--- Source text ---
*** Begin section ***
Pray with the Pope: May 2020
The Deacon’s Role in the Parish
Intention for Evangelisation: We pray that deacons, faithful in their service to the Word and the poor, may be an invigorating symbol for the entire Church.
If you want to exercise the Christian virtue of humility, become a deacon.
The deacon often walks in the shadow of another person, usually a priest. Whether he is a permanent deacon or a “temporary” one who will go on to the priesthood, he works with a priest but definitely under his authority, even if given the freedom to use his initiative and discretion in the exercise of his duties.
For “temporary” deacons the problem can sometimes be that the diaconate is seen as a mere stepping stone to the priesthood and so they sometimes chafe under the priestly tutelage.
They should remember that the diaconate is a vocation which, in an important sense, they do not shed or lose when ordained priest.
For a priest will frequently be asked to render the kinds of services asked of deacons—ranging from effective administration of money and parish assets to picking up an elderly parishioner en route to Mass at the outstation.
I myself spent almost a year as a deacon and worked for the youth service of a large diocese in the UK. I was based in an innercity parish.
It was a busy and fulfilling time. There were opportunities for preaching, and as a deacon, since one cannot say Mass, the tendency is to work harder at one’s homilies and, as the intention says, “fulfil one’s faithful service to the Word”.
Hence to take a “diaconal attitude” forward into one’s priesthood can enrich it immensely. This is an argument for an extended diaconate for those moving towards priestly ordination rather than a brief interlude between the end of theology and priestly ordination.
The permanent deacon, who is usually married, also commits himself to service, but without the future prospect of the priesthood.
This can be hard at times, especially if the incumbent parish priest isn’t keen on sharing his thunder with someone who might have predated him in the parish by many years.
The deacon may be older than the priest, have far more pastoral experience, and may know the parish much more intimately.
In effect, how much the deacon can do in a parish is according to the grace and favour of the parish priest, which is a very humble and vulnerable position to occupy.
This position is shared by his family members who make great sacrifices for the sake of the deacon’s vocation. If we return to the picture drawn of the first deacons in the Acts of the Apostles, it is clear that they were not intended to function as quasi-priests.
Their role was to wait on the tables where the poor widows were fed. It seems to me to be important for deacons, whether “temporary” or permanent, to keep in touch with this tradition of practical and humble service of God’s people, especially the needy among them.
Pope Francis, when he was as Fr Jorge Bergoglio the superior of the Jesuit house of studies in Buenos Aires, was exemplary in this. Though he was the rector and a priest as well as a teacher in the college, he used to participate in the practical running of the institution’s farm, sometimes going around in his gumboots feeding pigs.
*** End section ***
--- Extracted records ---
*** Begin section ***
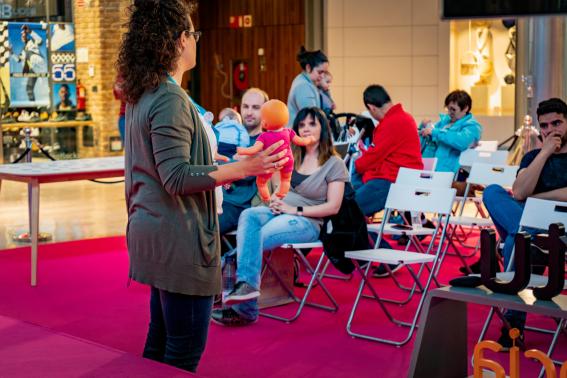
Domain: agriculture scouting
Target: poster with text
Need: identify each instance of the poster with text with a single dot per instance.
(64, 97)
(62, 37)
(29, 84)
*** End section ***
--- What to work on ---
1. Retype the passage of the text on deacons from "The deacon often" up to and including "when ordained priest.".
2. According to the text on deacons, how long did the author spend as a deacon?
Rely only on the text on deacons for your answers.

--- Outputs for the tasks ---
1.
The deacon often walks in the shadow of another person, usually a priest. Whether he is a permanent deacon or a “temporary” one who will go on to the priesthood, he works with a priest but definitely under his authority, even if given the freedom to use his initiative and discretion in the exercise of his duties.
For “temporary” deacons the problem can sometimes be that the diaconate is seen as a mere stepping stone to the priesthood and so they sometimes chafe under the priestly tutelage.
They should remember that the diaconate is a vocation which, in an important sense, they do not shed or lose when ordained priest.

2. Almost a year.